# Acer desktop won't boot up



## injvstice

You may also have a dead CPU. Or you could try reseating it.


----------



## BigJim

I have had to pull and reseat all components and plugs and that worked for me once, sometimes things just work loose.


----------



## poppameth

Do the fans kick on? Are the components in the tower actually running but you get no video? Or is the tower inactive as well?


----------



## Wildie

poppameth said:


> Do the fans kick on? Are the components in the tower actually running but you get no video? Or is the tower inactive as well?


 The fans are running, the optical drive drawer opens and closes, the power switch light is on, but the screen remains blank.
On my MSI desktop I hear a beep signal and then the keyboard lights flash again. I do not have this on the problem on the ACER.

It seems to be failing to start the POST(power on self test) routine.

I believe that if you have just a power supply, and a monitor attached to the mother board that it should still start the POST.
Am I correct with this assumption?


----------



## injvstice

You still need working memory and CPU to enter post. 

If you do not post and do not hear the post beep, you are having an issue with CPU, memory, or the motherboard. If you hear the post beep but do not see video, you have a video issue, in which case I would try a different video card or monitor.


----------



## poppameth

yep test video first. Barring that, it does seem to be a CPU or Mobo issue. I've seen Mobos go a lot more often than a CPU unless you are not properly ventilating the case or have it overclocked incorrectly.


----------



## Wildie

injvstice said:


> You still need working memory and CPU to enter post.

Provided information>
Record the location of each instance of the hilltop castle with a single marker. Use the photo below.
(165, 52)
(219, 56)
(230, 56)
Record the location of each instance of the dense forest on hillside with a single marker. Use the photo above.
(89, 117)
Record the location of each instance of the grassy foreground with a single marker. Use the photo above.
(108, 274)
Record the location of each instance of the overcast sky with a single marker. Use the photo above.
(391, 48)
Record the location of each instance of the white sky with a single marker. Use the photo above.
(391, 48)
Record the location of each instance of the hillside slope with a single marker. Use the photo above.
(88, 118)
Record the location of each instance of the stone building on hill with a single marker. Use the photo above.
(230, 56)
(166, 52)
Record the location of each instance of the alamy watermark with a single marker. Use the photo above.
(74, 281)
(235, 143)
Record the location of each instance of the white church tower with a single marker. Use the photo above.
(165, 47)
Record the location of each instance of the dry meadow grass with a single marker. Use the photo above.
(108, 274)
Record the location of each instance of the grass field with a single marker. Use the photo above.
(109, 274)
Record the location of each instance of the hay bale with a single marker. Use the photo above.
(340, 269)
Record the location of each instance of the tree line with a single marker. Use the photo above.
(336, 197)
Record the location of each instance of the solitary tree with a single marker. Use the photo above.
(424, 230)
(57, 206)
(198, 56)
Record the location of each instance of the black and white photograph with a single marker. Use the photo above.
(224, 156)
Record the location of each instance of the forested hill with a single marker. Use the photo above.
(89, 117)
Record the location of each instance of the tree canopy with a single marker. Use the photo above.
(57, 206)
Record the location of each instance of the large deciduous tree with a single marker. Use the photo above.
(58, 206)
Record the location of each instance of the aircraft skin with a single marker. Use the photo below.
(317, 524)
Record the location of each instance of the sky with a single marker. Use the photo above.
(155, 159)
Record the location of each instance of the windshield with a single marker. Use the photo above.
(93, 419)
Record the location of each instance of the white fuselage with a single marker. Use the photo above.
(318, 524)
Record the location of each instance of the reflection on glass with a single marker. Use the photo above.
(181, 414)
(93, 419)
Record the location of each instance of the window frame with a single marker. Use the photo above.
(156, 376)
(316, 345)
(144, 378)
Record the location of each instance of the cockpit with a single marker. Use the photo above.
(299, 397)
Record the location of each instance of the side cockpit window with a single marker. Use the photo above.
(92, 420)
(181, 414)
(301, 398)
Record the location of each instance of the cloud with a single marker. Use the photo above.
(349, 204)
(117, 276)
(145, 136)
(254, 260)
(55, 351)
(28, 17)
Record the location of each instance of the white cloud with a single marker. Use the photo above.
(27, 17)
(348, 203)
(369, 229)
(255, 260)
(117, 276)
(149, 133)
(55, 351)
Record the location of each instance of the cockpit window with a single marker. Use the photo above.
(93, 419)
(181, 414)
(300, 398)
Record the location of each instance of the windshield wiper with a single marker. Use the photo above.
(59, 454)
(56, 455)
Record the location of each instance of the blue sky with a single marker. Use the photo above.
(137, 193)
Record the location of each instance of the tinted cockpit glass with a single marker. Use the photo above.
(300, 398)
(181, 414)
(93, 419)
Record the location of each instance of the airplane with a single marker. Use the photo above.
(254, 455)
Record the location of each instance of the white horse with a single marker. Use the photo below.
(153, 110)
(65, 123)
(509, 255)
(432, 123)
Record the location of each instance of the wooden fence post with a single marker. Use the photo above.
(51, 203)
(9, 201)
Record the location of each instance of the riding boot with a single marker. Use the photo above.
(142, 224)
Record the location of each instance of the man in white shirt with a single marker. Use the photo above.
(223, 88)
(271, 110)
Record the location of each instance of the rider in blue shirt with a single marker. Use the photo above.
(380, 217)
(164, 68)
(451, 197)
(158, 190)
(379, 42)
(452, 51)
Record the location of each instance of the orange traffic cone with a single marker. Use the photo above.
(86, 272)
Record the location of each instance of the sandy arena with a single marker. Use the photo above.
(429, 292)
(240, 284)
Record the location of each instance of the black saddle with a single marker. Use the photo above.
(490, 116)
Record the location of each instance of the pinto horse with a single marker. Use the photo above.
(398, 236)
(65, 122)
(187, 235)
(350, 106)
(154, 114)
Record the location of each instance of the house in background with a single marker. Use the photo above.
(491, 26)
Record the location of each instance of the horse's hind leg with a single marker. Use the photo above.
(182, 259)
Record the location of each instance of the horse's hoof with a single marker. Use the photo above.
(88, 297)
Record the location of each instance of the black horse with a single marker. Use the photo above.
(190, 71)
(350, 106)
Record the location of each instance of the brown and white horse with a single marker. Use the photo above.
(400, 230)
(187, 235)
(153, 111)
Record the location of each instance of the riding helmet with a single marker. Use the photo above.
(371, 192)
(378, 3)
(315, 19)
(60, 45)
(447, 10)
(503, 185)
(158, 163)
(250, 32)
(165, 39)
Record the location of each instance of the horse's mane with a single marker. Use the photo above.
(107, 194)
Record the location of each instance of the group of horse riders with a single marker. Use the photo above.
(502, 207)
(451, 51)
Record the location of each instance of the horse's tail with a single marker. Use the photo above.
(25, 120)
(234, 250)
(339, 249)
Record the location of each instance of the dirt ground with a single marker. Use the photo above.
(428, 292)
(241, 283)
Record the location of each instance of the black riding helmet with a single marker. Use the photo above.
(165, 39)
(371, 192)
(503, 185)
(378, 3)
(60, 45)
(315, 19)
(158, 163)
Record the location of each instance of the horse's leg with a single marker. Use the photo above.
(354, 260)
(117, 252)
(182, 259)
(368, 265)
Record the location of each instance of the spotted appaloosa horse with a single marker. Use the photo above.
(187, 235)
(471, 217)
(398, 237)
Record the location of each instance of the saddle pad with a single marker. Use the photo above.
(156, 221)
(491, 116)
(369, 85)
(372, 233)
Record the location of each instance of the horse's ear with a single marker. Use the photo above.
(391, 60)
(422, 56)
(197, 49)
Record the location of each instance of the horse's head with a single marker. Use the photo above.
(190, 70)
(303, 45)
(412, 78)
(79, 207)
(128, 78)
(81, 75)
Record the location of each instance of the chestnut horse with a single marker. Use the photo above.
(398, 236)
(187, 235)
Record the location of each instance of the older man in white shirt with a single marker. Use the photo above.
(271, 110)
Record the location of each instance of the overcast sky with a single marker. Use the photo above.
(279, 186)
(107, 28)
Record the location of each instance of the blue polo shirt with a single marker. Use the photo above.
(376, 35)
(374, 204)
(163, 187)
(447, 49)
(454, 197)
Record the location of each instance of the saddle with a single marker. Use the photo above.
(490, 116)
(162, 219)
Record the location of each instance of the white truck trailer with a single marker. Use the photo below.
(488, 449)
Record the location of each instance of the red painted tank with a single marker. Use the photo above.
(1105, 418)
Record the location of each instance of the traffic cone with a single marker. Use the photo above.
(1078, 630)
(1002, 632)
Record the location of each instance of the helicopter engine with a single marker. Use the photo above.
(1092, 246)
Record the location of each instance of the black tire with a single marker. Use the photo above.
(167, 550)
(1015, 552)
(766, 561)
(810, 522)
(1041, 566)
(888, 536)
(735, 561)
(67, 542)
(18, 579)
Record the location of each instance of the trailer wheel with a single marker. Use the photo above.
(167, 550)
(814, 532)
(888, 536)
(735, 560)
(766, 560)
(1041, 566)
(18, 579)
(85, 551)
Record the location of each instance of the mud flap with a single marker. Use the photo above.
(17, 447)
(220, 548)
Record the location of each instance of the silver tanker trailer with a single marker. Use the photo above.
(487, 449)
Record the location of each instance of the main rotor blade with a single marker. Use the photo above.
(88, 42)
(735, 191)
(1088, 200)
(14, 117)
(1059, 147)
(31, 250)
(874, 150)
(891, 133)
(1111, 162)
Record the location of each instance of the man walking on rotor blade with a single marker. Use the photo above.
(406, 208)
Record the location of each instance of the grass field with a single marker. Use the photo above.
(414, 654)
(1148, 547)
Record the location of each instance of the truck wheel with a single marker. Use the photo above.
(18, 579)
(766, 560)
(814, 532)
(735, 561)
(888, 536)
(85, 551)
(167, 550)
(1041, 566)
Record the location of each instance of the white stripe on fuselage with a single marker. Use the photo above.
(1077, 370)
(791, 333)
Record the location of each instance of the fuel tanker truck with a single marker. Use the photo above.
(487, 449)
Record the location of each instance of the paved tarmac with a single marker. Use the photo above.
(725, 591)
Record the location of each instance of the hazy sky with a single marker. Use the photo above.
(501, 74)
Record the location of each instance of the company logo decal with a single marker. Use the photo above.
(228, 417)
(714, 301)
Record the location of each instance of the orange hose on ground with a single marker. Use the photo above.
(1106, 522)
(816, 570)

Exercise requirements>
1. Return the stretch of the Acer boot thread from "The fans are" through "start the POST." word for word.
2. Rewrite the rows from the line containing "Record the location of each instance of the red" through the line containing "(1148, 547)", changing "traffic cone" to "safety cone" and leaving everything else as it is.
The rows have no connection to the Acer boot thread.

Responses per task>
1.
The fans are running, the optical drive drawer opens and closes, the power switch light is on, but the screen remains blank.
On my MSI desktop I hear a beep signal and then the keyboard lights flash again. I do not have this on the problem on the ACER.

It seems to be failing to start the POST(power on self test) routine.

I believe that if you have just a power supply, and a monitor attached to the mother board that it should still start the POST.

2.
Record the location of each instance of the red painted tank with a single marker. Use the photo above.
(1105, 418)
Record the location of each instance of the safety cone with a single marker. Use the photo above.
(1078, 630)
(1002, 632)
Record the location of each instance of the helicopter engine with a single marker. Use the photo above.
(1092, 246)
Record the location of each instance of the black tire with a single marker. Use the photo above.
(167, 550)
(1015, 552)
(766, 561)
(810, 522)
(1041, 566)
(888, 536)
(735, 561)
(67, 542)
(18, 579)
Record the location of each instance of the trailer wheel with a single marker. Use the photo above.
(167, 550)
(814, 532)
(888, 536)
(735, 560)
(766, 560)
(1041, 566)
(18, 579)
(85, 551)
Record the location of each instance of the mud flap with a single marker. Use the photo above.
(17, 447)
(220, 548)
Record the location of each instance of the silver tanker trailer with a single marker. Use the photo above.
(487, 449)
Record the location of each instance of the main rotor blade with a single marker. Use the photo above.
(88, 42)
(735, 191)
(1088, 200)
(14, 117)
(1059, 147)
(31, 250)
(874, 150)
(891, 133)
(1111, 162)
Record the location of each instance of the man walking on rotor blade with a single marker. Use the photo above.
(406, 208)
Record the location of each instance of the grass field with a single marker. Use the photo above.
(414, 654)
(1148, 547)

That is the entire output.